» Assignment
Apart from the images, reproduce every record word for word.

---- Records supplied

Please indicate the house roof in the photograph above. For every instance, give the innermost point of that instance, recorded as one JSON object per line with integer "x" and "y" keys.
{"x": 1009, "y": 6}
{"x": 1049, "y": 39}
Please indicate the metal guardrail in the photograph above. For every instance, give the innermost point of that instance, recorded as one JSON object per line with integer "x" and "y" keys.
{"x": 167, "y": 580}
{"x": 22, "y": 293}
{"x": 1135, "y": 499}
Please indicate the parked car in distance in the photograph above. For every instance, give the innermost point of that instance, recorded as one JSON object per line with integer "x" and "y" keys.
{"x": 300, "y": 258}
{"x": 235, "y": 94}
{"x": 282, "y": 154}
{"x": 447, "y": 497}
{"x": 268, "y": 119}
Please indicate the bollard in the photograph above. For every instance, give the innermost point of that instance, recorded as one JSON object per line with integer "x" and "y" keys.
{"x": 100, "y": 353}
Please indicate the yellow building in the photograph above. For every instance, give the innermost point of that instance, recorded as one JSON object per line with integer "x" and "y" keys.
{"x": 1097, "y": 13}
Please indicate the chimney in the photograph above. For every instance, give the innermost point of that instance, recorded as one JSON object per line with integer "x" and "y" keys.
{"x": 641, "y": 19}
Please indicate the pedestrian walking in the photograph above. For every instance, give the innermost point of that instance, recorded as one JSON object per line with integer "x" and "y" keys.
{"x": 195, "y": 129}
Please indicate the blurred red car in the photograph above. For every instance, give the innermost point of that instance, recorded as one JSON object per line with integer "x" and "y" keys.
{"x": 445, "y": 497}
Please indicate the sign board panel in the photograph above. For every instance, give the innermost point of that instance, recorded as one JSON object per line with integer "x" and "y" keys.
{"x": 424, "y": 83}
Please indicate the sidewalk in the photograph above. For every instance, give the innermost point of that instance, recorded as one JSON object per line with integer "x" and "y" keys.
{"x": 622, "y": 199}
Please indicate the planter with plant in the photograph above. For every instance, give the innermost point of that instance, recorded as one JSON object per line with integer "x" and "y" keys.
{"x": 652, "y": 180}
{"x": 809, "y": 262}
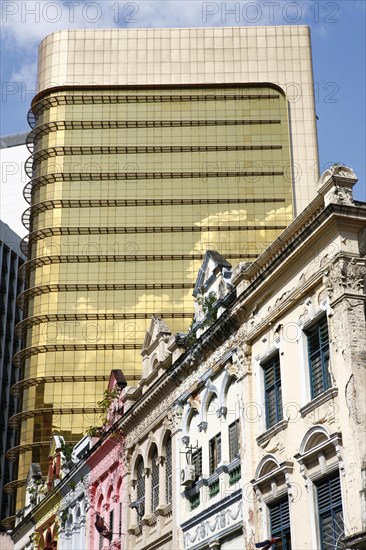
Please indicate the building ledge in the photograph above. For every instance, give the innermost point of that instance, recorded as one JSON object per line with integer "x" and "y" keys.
{"x": 331, "y": 393}
{"x": 356, "y": 542}
{"x": 266, "y": 436}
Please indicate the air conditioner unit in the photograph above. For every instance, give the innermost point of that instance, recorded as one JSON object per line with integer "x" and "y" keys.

--------

» Answer for the task
Please indicate the house roof in the photograph above. For every instance, give the innermost point of that instance, recorded as one JSON object per line with integer "x" and "y" keys.
{"x": 1009, "y": 6}
{"x": 1049, "y": 39}
Please indicate the metal guardrail in the photograph above. For every instance, give the innermost point of that instance, recorded as one JSON object per line with integer "x" and "y" keys.
{"x": 167, "y": 580}
{"x": 22, "y": 293}
{"x": 1135, "y": 499}
Please indicate the parked car in distance in the photograph above. For every instance, give the innermost point of that instance, recorded as one JSON object per line with integer "x" and "y" keys.
{"x": 300, "y": 258}
{"x": 235, "y": 94}
{"x": 282, "y": 154}
{"x": 447, "y": 497}
{"x": 268, "y": 119}
Please indicate the bollard in the photograph above. For every instance, give the innermost point of that instance, recorded as one JSON object per line with integer "x" and "y" keys.
{"x": 100, "y": 353}
Please indicate the yellow building in the photograph above. For every instance, give the innermost point of that instance, recorded as one JSON object per line with integer "x" and "y" keys.
{"x": 1097, "y": 13}
Please indicate the chimney in the photograph above. For every instance, give the innermost point of that instance, recorded as one JSON object per line with integer "x" and "y" keys.
{"x": 641, "y": 19}
Please indicate the pedestrian walking in the photograph above. For every instance, give the innermost point of that instance, recorded as one JSON object per line with integer "x" and "y" keys.
{"x": 195, "y": 129}
Please indicate the blurred red car in the photograph above. For every instance, give the innermost point of that instance, recorded as one JSON object per line with integer "x" and "y" keys.
{"x": 445, "y": 497}
Please indicate the sign board panel in the photograph above. For every instance, give the innermost point of that instance, recorded as one JSON object per line with integer "x" and "y" keys.
{"x": 424, "y": 83}
Please indicate the sidewalk in the photograph above. For every instance, give the innermost point of that instance, recorded as one JSON object per line with integer "x" and "y" keys.
{"x": 622, "y": 199}
Please indicate the planter with plant in the photograph above. For every instance, give the innermost point of that instance, recorded as one JSON object per line with integer "x" and "y" keys.
{"x": 652, "y": 180}
{"x": 809, "y": 262}
Please indicate the building ledge in the photograph above. For every instance, give the innermost point of that instance, recorded as one JSON object per line with integer "x" and "y" keys.
{"x": 331, "y": 393}
{"x": 356, "y": 542}
{"x": 266, "y": 436}
Please indicate the air conditioner unit in the photograph above. For every instance, give the innermost point of that instance, recorded as one JSON object per line with integer "x" and "y" keys.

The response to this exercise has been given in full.